(Stored data entries)
::::::::

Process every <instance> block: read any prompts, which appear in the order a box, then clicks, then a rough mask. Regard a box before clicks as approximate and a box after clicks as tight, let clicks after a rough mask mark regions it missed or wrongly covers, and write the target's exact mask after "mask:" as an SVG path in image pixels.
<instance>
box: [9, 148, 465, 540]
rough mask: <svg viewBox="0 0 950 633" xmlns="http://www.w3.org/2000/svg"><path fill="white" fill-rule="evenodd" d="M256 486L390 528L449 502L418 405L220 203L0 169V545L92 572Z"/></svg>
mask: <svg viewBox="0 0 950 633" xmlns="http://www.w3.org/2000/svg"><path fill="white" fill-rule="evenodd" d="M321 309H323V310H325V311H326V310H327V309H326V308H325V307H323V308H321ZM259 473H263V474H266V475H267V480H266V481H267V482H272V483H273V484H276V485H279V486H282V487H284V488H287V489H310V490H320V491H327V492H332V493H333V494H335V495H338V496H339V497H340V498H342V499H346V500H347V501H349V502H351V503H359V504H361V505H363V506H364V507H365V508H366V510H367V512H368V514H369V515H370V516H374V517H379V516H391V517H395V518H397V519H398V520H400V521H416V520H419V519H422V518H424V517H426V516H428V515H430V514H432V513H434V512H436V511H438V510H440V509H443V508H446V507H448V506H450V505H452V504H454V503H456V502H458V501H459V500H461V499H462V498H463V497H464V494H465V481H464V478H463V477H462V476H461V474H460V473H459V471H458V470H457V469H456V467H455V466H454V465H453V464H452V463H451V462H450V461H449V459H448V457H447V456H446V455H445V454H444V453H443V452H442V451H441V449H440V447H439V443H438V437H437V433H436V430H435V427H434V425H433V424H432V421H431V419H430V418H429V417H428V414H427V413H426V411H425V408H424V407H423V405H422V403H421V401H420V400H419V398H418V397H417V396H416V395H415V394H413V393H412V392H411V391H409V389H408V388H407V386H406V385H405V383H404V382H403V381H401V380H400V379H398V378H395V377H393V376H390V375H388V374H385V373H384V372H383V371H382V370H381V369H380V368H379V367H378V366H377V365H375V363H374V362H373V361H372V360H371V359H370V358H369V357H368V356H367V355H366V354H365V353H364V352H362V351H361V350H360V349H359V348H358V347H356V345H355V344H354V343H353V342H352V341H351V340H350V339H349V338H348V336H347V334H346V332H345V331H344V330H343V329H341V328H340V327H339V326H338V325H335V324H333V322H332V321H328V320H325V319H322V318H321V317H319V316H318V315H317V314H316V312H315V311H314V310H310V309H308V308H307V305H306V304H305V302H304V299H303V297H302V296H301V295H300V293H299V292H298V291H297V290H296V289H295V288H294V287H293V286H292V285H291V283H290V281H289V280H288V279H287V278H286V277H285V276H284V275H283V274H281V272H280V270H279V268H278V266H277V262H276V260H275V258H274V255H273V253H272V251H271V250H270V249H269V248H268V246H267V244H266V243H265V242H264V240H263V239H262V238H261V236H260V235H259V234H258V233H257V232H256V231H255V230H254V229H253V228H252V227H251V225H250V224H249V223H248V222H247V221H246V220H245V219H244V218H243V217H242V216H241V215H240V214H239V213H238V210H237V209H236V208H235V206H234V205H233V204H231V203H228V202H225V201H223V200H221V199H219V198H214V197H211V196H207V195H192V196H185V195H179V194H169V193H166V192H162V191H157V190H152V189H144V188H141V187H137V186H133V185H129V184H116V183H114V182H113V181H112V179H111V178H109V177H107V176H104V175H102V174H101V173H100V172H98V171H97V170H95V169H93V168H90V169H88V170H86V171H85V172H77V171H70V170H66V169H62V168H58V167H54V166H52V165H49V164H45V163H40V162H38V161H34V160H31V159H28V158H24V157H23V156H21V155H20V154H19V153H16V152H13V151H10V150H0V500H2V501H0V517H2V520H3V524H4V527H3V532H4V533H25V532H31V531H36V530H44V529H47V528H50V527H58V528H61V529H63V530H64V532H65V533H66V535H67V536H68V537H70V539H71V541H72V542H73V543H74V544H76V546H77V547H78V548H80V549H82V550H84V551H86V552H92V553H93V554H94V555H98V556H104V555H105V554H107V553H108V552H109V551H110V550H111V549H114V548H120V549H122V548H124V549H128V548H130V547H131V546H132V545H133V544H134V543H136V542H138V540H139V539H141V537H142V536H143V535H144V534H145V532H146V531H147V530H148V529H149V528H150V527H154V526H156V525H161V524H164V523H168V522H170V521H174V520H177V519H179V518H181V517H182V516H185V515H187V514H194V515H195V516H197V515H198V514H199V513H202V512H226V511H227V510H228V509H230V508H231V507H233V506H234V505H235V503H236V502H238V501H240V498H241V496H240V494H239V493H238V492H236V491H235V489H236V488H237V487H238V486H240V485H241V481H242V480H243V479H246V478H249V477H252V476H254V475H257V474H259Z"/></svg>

::::::::

WHAT THE TASK ASKS: Return only the lines above that run from the opening line through the line containing "box: [9, 148, 465, 540]", exactly as written.

REPLY:
Process every <instance> block: read any prompts, which appear in the order a box, then clicks, then a rough mask. Regard a box before clicks as approximate and a box after clicks as tight, let clicks after a rough mask mark regions it missed or wrongly covers, and write the target's exact mask after "mask:" as an SVG path in image pixels.
<instance>
box: [9, 148, 465, 540]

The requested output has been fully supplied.